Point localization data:
Segment Open
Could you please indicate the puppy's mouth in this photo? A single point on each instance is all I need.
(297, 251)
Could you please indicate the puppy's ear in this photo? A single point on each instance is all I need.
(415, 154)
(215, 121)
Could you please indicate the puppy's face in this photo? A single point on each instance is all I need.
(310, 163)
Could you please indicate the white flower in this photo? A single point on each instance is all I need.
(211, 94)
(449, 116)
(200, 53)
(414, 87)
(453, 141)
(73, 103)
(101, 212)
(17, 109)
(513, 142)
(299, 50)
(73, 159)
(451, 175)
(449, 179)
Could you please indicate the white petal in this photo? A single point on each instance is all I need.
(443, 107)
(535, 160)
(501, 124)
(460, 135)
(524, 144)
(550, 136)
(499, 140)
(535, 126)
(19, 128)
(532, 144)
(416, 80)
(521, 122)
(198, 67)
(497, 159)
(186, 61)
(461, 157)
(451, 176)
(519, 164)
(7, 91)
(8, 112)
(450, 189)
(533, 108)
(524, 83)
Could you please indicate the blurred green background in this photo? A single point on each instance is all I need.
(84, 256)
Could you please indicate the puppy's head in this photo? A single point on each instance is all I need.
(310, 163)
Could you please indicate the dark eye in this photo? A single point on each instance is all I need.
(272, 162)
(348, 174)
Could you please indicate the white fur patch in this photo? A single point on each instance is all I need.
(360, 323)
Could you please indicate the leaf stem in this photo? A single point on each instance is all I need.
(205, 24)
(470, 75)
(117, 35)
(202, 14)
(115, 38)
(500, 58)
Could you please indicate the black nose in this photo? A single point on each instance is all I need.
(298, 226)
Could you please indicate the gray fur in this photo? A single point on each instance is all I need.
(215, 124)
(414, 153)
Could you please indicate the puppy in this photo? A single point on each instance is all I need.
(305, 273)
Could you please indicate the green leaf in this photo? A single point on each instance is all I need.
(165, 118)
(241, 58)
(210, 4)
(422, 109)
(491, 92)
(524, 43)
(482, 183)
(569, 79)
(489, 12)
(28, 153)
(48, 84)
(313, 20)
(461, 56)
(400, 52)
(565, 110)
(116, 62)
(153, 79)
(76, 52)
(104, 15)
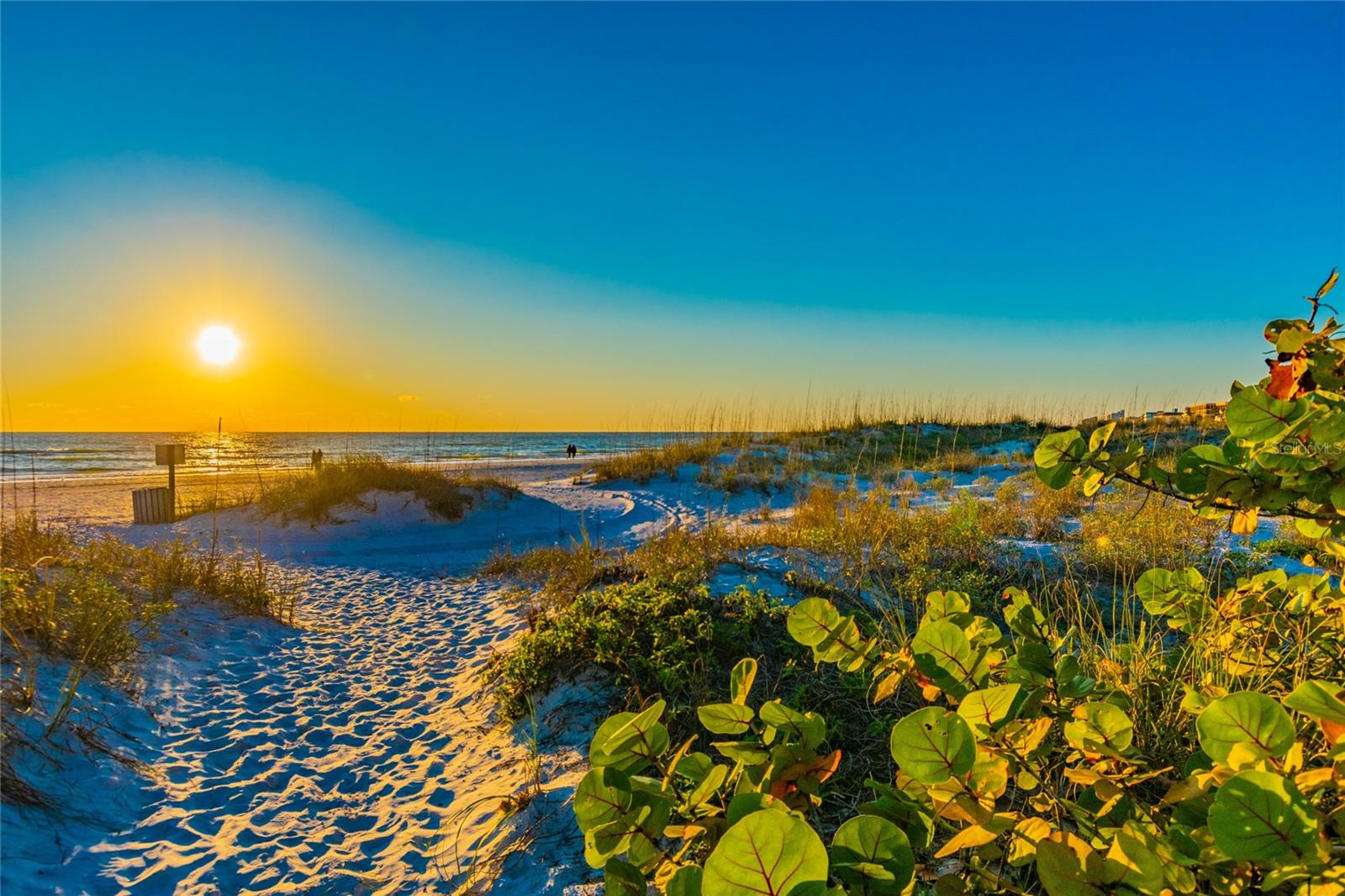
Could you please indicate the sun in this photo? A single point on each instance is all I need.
(217, 345)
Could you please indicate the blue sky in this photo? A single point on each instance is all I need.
(1147, 167)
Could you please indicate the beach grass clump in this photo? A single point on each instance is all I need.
(1125, 533)
(313, 495)
(89, 607)
(652, 635)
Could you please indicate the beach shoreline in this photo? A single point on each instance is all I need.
(105, 501)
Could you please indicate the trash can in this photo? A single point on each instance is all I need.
(151, 505)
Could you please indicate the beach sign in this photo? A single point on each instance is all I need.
(161, 505)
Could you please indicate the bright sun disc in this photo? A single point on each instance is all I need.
(217, 345)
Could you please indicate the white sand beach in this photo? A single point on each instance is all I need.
(360, 751)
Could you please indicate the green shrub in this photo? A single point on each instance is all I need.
(1208, 757)
(657, 636)
(313, 495)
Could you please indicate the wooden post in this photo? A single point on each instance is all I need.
(170, 456)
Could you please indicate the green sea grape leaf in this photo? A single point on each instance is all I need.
(1246, 717)
(630, 741)
(985, 709)
(767, 853)
(685, 882)
(623, 878)
(602, 797)
(725, 719)
(694, 767)
(942, 604)
(1068, 867)
(740, 681)
(1322, 701)
(810, 728)
(1259, 815)
(1133, 862)
(744, 751)
(1180, 593)
(943, 653)
(1192, 467)
(932, 746)
(871, 855)
(1058, 455)
(1254, 416)
(1100, 727)
(813, 620)
(605, 841)
(709, 788)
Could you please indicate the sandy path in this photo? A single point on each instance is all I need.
(333, 759)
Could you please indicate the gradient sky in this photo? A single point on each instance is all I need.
(589, 217)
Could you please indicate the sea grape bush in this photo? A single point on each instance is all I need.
(1284, 456)
(1021, 774)
(1021, 771)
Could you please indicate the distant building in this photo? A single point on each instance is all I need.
(1207, 410)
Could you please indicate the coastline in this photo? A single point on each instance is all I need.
(105, 501)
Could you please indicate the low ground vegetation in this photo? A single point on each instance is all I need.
(1152, 714)
(314, 497)
(87, 607)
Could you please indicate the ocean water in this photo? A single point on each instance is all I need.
(61, 455)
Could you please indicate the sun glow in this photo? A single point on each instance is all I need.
(217, 345)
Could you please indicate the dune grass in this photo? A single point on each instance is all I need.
(643, 465)
(652, 619)
(89, 607)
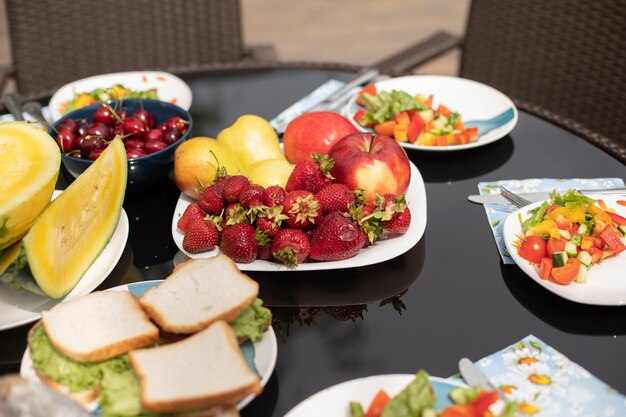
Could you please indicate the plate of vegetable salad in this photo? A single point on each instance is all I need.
(573, 245)
(399, 395)
(429, 112)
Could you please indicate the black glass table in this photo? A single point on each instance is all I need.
(446, 298)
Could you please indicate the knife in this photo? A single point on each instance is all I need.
(534, 197)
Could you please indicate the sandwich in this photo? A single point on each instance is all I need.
(105, 347)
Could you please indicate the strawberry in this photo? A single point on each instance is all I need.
(192, 212)
(274, 196)
(337, 237)
(311, 175)
(335, 197)
(290, 246)
(239, 243)
(233, 187)
(301, 208)
(201, 236)
(211, 200)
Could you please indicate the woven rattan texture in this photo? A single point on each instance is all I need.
(567, 57)
(57, 41)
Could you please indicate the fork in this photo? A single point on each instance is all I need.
(513, 198)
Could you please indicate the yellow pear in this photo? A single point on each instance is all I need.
(270, 172)
(251, 139)
(196, 161)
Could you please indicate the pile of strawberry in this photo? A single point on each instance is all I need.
(313, 217)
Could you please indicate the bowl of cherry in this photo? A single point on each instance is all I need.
(150, 129)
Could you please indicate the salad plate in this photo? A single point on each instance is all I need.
(22, 307)
(261, 356)
(168, 87)
(471, 99)
(381, 251)
(605, 281)
(334, 401)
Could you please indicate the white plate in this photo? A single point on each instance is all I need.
(334, 401)
(379, 252)
(265, 351)
(605, 281)
(22, 307)
(169, 87)
(471, 99)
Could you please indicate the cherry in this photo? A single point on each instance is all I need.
(135, 153)
(154, 135)
(134, 143)
(134, 127)
(104, 115)
(66, 140)
(99, 129)
(171, 136)
(146, 117)
(178, 123)
(152, 147)
(68, 124)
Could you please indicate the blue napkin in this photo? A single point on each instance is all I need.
(497, 214)
(545, 383)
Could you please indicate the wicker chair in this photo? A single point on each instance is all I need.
(562, 60)
(56, 41)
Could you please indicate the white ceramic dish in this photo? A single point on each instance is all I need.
(22, 307)
(334, 401)
(169, 87)
(379, 252)
(265, 351)
(605, 281)
(471, 99)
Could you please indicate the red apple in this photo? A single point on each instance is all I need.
(314, 132)
(374, 163)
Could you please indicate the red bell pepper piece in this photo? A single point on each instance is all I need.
(612, 239)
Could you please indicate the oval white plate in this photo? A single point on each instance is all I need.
(471, 99)
(334, 401)
(169, 87)
(379, 252)
(605, 281)
(265, 351)
(22, 307)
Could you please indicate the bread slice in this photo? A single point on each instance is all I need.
(198, 293)
(99, 326)
(204, 370)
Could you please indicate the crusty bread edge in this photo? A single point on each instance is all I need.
(218, 399)
(114, 349)
(226, 315)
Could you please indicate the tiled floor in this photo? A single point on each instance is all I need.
(351, 31)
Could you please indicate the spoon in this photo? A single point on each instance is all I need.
(13, 104)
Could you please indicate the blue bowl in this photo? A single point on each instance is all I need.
(144, 171)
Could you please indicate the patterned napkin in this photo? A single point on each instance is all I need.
(321, 93)
(497, 214)
(545, 383)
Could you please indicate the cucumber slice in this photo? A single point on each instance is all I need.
(571, 249)
(584, 257)
(559, 259)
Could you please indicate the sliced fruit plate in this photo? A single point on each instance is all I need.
(381, 251)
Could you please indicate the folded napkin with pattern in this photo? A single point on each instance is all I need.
(545, 383)
(497, 214)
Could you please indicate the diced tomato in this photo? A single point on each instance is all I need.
(546, 268)
(368, 89)
(443, 110)
(415, 128)
(611, 239)
(555, 245)
(385, 128)
(568, 273)
(617, 218)
(378, 404)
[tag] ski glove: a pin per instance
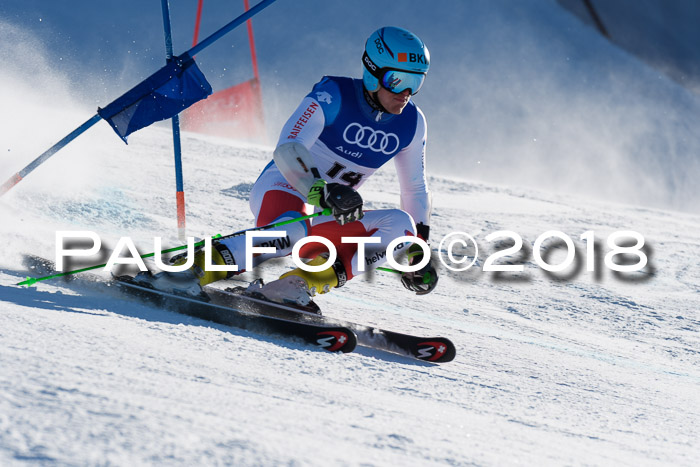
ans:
(422, 281)
(344, 201)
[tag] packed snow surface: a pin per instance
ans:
(572, 367)
(581, 368)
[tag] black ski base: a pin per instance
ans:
(242, 315)
(232, 308)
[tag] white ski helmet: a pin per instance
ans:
(395, 59)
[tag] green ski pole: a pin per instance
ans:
(33, 280)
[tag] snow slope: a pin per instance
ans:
(583, 370)
(576, 368)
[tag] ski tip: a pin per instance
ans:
(28, 282)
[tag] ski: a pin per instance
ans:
(333, 338)
(431, 349)
(219, 308)
(253, 312)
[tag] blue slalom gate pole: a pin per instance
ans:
(229, 27)
(177, 147)
(17, 177)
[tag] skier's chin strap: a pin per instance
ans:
(373, 101)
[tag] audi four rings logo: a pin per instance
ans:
(369, 138)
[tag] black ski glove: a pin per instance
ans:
(344, 201)
(425, 279)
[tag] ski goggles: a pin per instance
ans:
(395, 80)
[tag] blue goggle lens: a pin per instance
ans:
(398, 81)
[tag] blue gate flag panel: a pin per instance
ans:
(161, 96)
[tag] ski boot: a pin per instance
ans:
(299, 286)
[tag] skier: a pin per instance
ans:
(341, 133)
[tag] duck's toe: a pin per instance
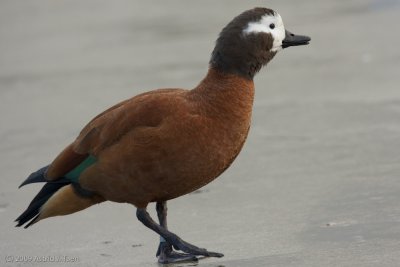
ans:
(167, 255)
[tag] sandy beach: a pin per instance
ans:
(317, 183)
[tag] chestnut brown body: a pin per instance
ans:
(165, 143)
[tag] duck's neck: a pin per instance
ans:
(226, 92)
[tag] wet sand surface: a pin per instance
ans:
(317, 183)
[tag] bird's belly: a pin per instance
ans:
(168, 167)
(194, 167)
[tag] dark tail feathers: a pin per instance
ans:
(32, 212)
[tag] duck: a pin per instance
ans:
(165, 143)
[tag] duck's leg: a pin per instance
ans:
(172, 238)
(165, 252)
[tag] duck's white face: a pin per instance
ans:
(270, 24)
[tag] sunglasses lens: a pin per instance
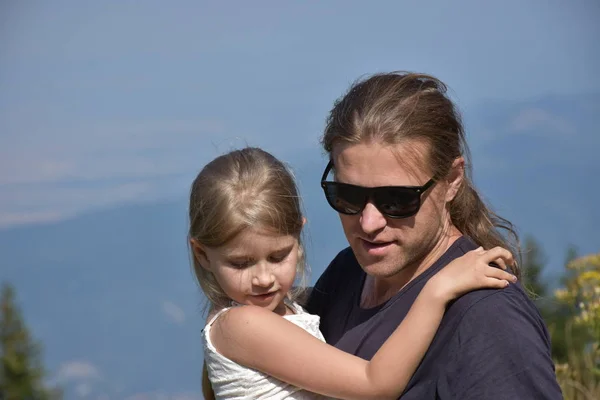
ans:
Segment Closed
*Task to carry out*
Among the lines above, please find those with "snow" and copy them.

*Solution to the exercise*
[tag] packed snow surface: a pin per instance
[tag] snow slope: a pin per instance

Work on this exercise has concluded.